─── Records provided

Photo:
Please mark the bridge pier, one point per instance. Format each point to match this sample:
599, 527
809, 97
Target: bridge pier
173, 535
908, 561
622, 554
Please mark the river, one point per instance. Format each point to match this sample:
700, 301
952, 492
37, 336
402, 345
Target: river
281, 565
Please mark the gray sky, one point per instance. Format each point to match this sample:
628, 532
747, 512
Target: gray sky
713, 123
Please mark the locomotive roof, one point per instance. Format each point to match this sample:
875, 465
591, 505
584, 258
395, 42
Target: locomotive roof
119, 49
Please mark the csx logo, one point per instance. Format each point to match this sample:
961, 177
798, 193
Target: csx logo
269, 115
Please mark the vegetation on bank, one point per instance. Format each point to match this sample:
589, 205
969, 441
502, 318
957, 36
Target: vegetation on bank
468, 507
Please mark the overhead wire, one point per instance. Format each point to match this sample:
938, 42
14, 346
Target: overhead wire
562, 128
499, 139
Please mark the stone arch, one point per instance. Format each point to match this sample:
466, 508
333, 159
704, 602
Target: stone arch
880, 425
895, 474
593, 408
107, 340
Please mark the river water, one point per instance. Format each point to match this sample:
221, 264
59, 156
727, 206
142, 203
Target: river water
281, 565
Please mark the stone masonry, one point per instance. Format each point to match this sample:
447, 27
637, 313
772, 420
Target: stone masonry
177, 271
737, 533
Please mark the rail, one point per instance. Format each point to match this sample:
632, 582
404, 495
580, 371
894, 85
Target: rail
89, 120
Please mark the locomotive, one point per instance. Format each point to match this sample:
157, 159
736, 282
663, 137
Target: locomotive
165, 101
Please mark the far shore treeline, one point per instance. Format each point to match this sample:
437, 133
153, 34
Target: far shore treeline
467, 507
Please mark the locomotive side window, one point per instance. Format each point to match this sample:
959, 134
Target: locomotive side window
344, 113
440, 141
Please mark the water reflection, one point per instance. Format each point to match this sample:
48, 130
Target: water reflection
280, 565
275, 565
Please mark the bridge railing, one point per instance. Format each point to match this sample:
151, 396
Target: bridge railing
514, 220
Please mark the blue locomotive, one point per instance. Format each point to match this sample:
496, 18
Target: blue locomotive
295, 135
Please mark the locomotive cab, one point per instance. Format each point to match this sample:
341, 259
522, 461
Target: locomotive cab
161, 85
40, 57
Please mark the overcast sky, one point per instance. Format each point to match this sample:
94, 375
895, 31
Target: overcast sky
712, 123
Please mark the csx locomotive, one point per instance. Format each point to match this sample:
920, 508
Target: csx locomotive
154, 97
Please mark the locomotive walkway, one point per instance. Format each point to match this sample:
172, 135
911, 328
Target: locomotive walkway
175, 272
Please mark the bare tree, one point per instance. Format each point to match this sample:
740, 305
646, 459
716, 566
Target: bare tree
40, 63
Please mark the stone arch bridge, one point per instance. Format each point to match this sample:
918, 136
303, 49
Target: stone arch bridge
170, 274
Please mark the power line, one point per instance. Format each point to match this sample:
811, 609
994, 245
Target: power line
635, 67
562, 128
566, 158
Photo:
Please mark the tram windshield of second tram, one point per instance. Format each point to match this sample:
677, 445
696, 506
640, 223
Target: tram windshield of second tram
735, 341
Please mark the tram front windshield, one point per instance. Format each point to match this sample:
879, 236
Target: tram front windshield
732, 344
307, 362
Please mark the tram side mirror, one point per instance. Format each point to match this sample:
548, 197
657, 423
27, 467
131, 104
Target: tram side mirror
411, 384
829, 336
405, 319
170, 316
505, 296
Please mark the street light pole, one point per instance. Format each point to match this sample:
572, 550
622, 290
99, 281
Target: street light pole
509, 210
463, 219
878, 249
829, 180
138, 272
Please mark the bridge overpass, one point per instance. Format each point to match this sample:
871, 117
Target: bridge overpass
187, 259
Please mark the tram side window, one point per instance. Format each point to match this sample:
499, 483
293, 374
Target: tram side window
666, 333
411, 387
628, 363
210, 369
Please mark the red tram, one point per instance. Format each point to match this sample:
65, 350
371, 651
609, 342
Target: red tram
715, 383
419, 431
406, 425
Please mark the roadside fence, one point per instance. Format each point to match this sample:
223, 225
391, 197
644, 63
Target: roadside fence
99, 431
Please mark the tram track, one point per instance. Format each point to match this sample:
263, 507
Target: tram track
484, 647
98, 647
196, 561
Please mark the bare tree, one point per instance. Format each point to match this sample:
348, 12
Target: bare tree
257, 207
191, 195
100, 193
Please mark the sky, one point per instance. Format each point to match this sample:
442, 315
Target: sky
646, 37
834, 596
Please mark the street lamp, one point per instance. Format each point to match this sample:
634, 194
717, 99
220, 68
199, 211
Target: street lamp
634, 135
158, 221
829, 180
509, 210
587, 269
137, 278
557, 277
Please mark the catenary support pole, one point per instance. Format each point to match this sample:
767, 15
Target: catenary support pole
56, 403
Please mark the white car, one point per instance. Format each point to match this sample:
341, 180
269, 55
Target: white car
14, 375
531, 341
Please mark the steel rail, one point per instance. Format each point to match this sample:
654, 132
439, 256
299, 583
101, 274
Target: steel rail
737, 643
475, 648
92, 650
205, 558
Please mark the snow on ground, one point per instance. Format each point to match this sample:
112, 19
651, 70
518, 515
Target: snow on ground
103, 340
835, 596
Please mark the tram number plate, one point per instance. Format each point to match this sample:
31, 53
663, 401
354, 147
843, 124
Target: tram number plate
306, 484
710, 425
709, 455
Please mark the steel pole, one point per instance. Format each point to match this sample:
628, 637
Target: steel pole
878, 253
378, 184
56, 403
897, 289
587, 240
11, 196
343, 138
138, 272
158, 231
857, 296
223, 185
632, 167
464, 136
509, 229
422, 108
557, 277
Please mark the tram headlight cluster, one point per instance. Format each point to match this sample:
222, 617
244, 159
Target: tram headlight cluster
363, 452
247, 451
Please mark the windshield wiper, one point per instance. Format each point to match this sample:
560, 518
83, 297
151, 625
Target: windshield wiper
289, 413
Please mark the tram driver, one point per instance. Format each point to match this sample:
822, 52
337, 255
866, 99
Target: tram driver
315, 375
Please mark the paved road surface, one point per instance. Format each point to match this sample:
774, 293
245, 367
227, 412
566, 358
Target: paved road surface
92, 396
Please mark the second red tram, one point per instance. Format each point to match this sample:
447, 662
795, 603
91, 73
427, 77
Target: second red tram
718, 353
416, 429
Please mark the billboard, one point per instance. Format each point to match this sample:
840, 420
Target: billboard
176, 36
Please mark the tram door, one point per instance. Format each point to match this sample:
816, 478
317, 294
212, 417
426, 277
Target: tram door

──────

#### To do:
Using the data above, output each line exactly.

#### Complete output:
Photo:
Please mark the bridge pier, one point per instance. Format each point to match this sample:
599, 527
809, 97
Target: bridge pier
173, 535
908, 561
622, 554
Please mark the river, one point per instance. Format each point to match this sample:
700, 301
952, 492
37, 336
402, 345
Target: river
281, 565
Please mark the gray sky, one point per instance. Format each point to match this sample:
628, 532
747, 512
Target: gray sky
713, 123
Please mark the locomotive roof, one point per instance. Format each point to match this sample:
875, 465
591, 505
584, 258
395, 42
Target: locomotive roof
119, 49
Please mark the csx logo, one point per instance. Format each point to match this sample:
961, 177
798, 193
Target: csx logo
269, 115
Please mark the vegetation on bank, one point per instance. Format each point to match this sample:
589, 205
969, 441
502, 318
957, 36
Target: vegetation on bank
468, 507
Please mark the overhead wire, one point per instance. Format each point to match this sample:
938, 42
14, 346
Target: overhead wire
562, 128
499, 139
Please mark the stone arch, one point per instance. Format each point to match this sample:
466, 508
333, 159
704, 602
Target: stone arch
880, 425
895, 474
593, 408
107, 340
Please mark the river water, one point per instance. Format each point to match this sample:
221, 264
59, 156
727, 206
142, 203
Target: river water
281, 565
Please mark the stone masonry, one point per instance. Format each point to match this sample:
447, 27
637, 313
772, 420
Target: stone masonry
177, 271
737, 533
Please mark the rail, one point per instance. Format each point to match this sample:
632, 582
404, 495
580, 371
894, 85
Target: rail
89, 120
Please mark the locomotive, one point per instance. Format each point to match this sample:
157, 159
736, 282
663, 137
Target: locomotive
165, 101
Please mark the far shore treeline, one point per instance. Format each point to match this sample:
437, 133
153, 34
Target: far shore treeline
467, 507
Please mark the locomotive side window, one point per instance. Format each point to match this sample:
959, 134
Target: locomotive side window
344, 113
440, 141
Please mark the water reflection, one point per instance. Format each point to match this sample:
48, 130
Target: water reflection
280, 565
275, 565
Please mark the bridge railing, one point per instance. Format each point to match this sample:
151, 396
Target: bridge railing
514, 220
Please mark the blue locomotive, one point per instance. Format each point to match this sample:
496, 18
Target: blue locomotive
295, 135
Please mark the locomotive cab, one point per instance. Format each point to match this sample:
341, 259
522, 461
Target: locomotive cab
161, 85
40, 57
Please mark the overcast sky, one point per instance. Format each point to match this sample:
94, 375
895, 31
Target: overcast sky
712, 123
Please mark the csx locomotive, one point per instance. Format each point to match this sample:
920, 508
Target: csx locomotive
154, 97
Please mark the locomotive walkway, one point per instance. Format each point to match this sample:
172, 135
911, 328
Target: locomotive walkway
175, 272
Please mark the bare tree, one point per instance. Format each point to match this sample:
740, 305
646, 459
716, 566
Target: bare tree
40, 63
Please mark the stone arch bridge, one point per instance. Format each point to match this sample:
918, 136
303, 49
Target: stone arch bridge
170, 274
Please mark the power line, one point per instance. Format each point to match this sample:
811, 609
994, 245
Target: power line
635, 67
562, 128
566, 158
Photo:
Please mark the tram windshield of second tram, one point per instance. Format each point to match this sample:
677, 445
696, 506
640, 223
Target: tram windshield of second tram
735, 341
Please mark the tram front windshield, one point per instance. Format each point to match this sample:
879, 236
Target: tram front windshield
732, 344
307, 362
Please mark the tram side mirror, one point per instance. Format each point to match this sample:
548, 197
657, 423
27, 467
131, 104
Target: tram side mirror
411, 384
829, 336
405, 319
170, 316
505, 296
Please mark the street light pole, one point per instance. Format each point to match this sample:
572, 550
622, 290
99, 281
Target: street light pole
509, 210
463, 219
878, 249
829, 180
138, 272
Please mark the bridge overpass, one point per instance. Format each point to match this sample:
871, 117
Target: bridge overpass
187, 259
Please mark the tram side window, one point per instance. Format each point to match this sample:
499, 483
293, 374
Target: tram side window
666, 333
411, 387
628, 363
210, 369
Please mark the red tram, one point per instance. Format each point to match this sample:
65, 350
371, 651
609, 342
Target: red tram
715, 383
419, 431
406, 425
Please mark the roadside fence, one point per instance. Format each point to match this sample:
223, 225
391, 197
644, 63
Target: roadside fence
99, 431
Please mark the tram track, one point per instance. Format each point to match this sample:
263, 507
Target: tram track
484, 647
98, 647
196, 561
Please mark the bare tree, one point per instance. Format each point to match this sample:
348, 12
Target: bare tree
257, 207
191, 195
100, 193
Please mark the sky, one point per instance. Format each point to match this sample:
442, 315
Target: sky
646, 37
834, 596
Please mark the street lamp, one point per instance. Format each point to match this sample:
634, 194
717, 99
220, 68
199, 211
Target: street lamp
634, 135
158, 221
829, 180
509, 210
587, 269
137, 278
557, 277
Please mark the catenary support pole, one point per instance. Format each point to match this sample:
767, 15
Target: catenary support pole
56, 403
Please mark the white car, one point per instance. Format each point to match this sample:
341, 180
269, 55
Target: white car
14, 375
531, 341
Please mark the steel rail, one point per instance. Format each point to match this sample:
654, 132
439, 256
299, 583
101, 274
Target: steel rail
737, 643
475, 648
92, 650
205, 558
Please mark the snow on ground, one point per instance. Format each point to match this sample:
112, 19
651, 70
518, 515
Target: snow on ground
103, 340
835, 596
Please mark the tram number plate, one point per instance. Format each point to match this sample:
31, 53
663, 401
354, 147
843, 124
Target: tram number plate
306, 484
710, 425
709, 455
Please mark the steel pole, one point per instance. Format each point to match this sample:
628, 637
Target: steel pole
878, 253
378, 184
56, 403
897, 289
587, 240
11, 196
343, 138
138, 272
158, 231
857, 296
223, 185
632, 167
464, 136
509, 229
422, 108
557, 277
Please mark the tram headlight cluster, one point per instance. Format each point to match this sample:
222, 617
244, 159
Target: tram headlight cluster
363, 452
247, 451
Please mark the windshield wiper, one point per instance. Format each point to match this sample:
560, 518
83, 297
151, 625
Target: windshield wiper
289, 413
Please mark the tram driver, one point per instance. Format each point to match this sample:
822, 52
337, 255
866, 99
Target: tram driver
315, 375
Please mark the paved road surface, one point per instance. Format each point to match this sample:
774, 293
245, 367
227, 412
566, 358
Target: paved road surface
92, 396
Please mark the second red tram, one point per instance. Format each point to match this sample:
447, 662
795, 603
91, 73
427, 77
Target: second red tram
718, 353
416, 429
Please mark the billboard, one point per instance. Format each point to match this sample:
840, 420
Target: billboard
176, 36
Please mark the tram door, one point per instance. Format each point to match this sample:
816, 478
317, 294
212, 417
426, 277
Target: tram door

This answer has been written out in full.